(INPUT DATA begins)

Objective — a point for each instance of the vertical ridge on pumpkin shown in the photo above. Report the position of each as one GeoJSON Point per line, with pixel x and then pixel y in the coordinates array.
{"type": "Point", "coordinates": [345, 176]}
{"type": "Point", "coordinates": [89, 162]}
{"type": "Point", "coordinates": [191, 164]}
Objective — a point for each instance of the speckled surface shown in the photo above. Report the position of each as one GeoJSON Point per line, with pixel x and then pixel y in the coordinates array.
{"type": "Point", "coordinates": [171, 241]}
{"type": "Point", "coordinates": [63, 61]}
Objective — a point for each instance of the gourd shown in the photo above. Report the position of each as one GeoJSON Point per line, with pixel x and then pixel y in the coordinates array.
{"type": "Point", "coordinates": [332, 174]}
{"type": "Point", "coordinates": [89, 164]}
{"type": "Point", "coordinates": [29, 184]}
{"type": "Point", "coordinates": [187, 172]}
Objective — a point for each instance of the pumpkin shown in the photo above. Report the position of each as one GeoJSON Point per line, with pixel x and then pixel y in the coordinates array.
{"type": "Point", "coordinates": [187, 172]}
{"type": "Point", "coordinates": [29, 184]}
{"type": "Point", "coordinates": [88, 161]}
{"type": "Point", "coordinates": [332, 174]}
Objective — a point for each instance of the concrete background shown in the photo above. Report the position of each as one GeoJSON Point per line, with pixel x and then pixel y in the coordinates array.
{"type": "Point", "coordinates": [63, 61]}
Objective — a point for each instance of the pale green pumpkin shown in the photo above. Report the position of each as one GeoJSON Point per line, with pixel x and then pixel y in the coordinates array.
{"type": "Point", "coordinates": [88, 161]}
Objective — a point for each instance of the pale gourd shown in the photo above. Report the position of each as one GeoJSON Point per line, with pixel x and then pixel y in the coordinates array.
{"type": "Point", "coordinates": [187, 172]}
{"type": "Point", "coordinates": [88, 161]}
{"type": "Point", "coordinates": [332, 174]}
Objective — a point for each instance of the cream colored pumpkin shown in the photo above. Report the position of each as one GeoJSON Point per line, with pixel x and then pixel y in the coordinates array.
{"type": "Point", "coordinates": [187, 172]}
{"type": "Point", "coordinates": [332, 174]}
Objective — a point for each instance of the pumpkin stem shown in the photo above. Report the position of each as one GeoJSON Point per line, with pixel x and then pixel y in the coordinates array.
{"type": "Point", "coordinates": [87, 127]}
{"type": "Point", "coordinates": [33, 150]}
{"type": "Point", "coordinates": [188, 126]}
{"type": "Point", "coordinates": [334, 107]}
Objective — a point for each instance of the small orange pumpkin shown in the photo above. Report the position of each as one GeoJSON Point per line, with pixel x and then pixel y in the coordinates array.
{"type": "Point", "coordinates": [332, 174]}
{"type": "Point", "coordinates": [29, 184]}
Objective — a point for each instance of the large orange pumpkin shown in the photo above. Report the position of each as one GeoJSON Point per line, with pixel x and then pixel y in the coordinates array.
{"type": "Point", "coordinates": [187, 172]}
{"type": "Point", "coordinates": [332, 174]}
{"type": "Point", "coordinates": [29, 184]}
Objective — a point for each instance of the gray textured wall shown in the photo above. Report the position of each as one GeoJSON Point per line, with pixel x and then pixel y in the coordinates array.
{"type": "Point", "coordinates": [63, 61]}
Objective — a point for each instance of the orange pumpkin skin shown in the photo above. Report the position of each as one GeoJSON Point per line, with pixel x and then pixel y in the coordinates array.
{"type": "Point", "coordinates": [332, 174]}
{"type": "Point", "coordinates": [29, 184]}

(INPUT DATA ends)

> [WHAT YOU HAVE TO DO]: Once more, write out the records exactly as they are.

> [YOUR SOLUTION]:
Objective — a point for each instance of the vertical ridge on pumpkin shown in the photo above. Report the position of each as one GeoJSON Point per line, with pixel x and then pixel y in the coordinates array.
{"type": "Point", "coordinates": [345, 176]}
{"type": "Point", "coordinates": [89, 162]}
{"type": "Point", "coordinates": [191, 164]}
Objective — a point for each instance of the speckled surface shown in the photo above. Report the position of each as one GeoJSON Point per line, with pixel x and then pixel y in the coordinates array.
{"type": "Point", "coordinates": [171, 241]}
{"type": "Point", "coordinates": [63, 61]}
Objective — a point for each instance of the gourd shown in the photo above. Report the position of each as one GeoJSON Point per line, with pixel x and then pixel y in the coordinates array.
{"type": "Point", "coordinates": [332, 174]}
{"type": "Point", "coordinates": [89, 164]}
{"type": "Point", "coordinates": [29, 184]}
{"type": "Point", "coordinates": [187, 172]}
Objective — a point for each instance of the pumpkin shown in the photo above. Report the position of each as one GeoJSON Point per line, with pixel x and then pixel y in the coordinates array.
{"type": "Point", "coordinates": [187, 172]}
{"type": "Point", "coordinates": [29, 184]}
{"type": "Point", "coordinates": [88, 161]}
{"type": "Point", "coordinates": [332, 174]}
Objective — a point for each instance of the concrete background shown in the photo above. Report the position of each as one GeoJSON Point per line, with pixel x and then pixel y in the coordinates array.
{"type": "Point", "coordinates": [63, 61]}
Objective — a point for each instance of the pale green pumpkin shown in the photo above. Report the position of each as one GeoJSON Point per line, with pixel x and then pixel y in the coordinates array.
{"type": "Point", "coordinates": [88, 161]}
Objective — a point for each instance of the pale gourd shown in the photo above. Report the position of each as one GeoJSON Point per line, with pixel x and then pixel y in the coordinates array.
{"type": "Point", "coordinates": [187, 172]}
{"type": "Point", "coordinates": [88, 161]}
{"type": "Point", "coordinates": [332, 174]}
Objective — a point for each instance of the cream colored pumpkin shown in the photo above. Report the position of each as one GeoJSON Point per line, with pixel x and then pixel y in the coordinates array.
{"type": "Point", "coordinates": [187, 172]}
{"type": "Point", "coordinates": [332, 174]}
Objective — a point for each instance of the pumpkin stem shown in the photo above. Report the position of each as one GeoJSON Point per line, with pixel x and then pixel y in the coordinates array.
{"type": "Point", "coordinates": [87, 127]}
{"type": "Point", "coordinates": [33, 150]}
{"type": "Point", "coordinates": [188, 126]}
{"type": "Point", "coordinates": [334, 107]}
Objective — a point for each instance of the small orange pumpkin shown in the photo above. Report the position of each as one GeoJSON Point per line, with pixel x and then pixel y in the coordinates array.
{"type": "Point", "coordinates": [332, 174]}
{"type": "Point", "coordinates": [29, 184]}
Objective — a point for each instance of the large orange pumpkin shown in the photo above. Report the position of each as one GeoJSON Point per line, with pixel x and then pixel y in the coordinates array.
{"type": "Point", "coordinates": [187, 172]}
{"type": "Point", "coordinates": [332, 174]}
{"type": "Point", "coordinates": [29, 184]}
Objective — a point for each instance of the gray textured wall shown in the photo above. Report the position of each as one GeoJSON Point per line, with pixel x and then pixel y in the coordinates array.
{"type": "Point", "coordinates": [63, 61]}
Objective — a point for each instance of the orange pumpkin skin shown in the photo above. Report the position of each as one GeoJSON Point per line, with pixel x and then pixel y in the coordinates array.
{"type": "Point", "coordinates": [332, 174]}
{"type": "Point", "coordinates": [29, 184]}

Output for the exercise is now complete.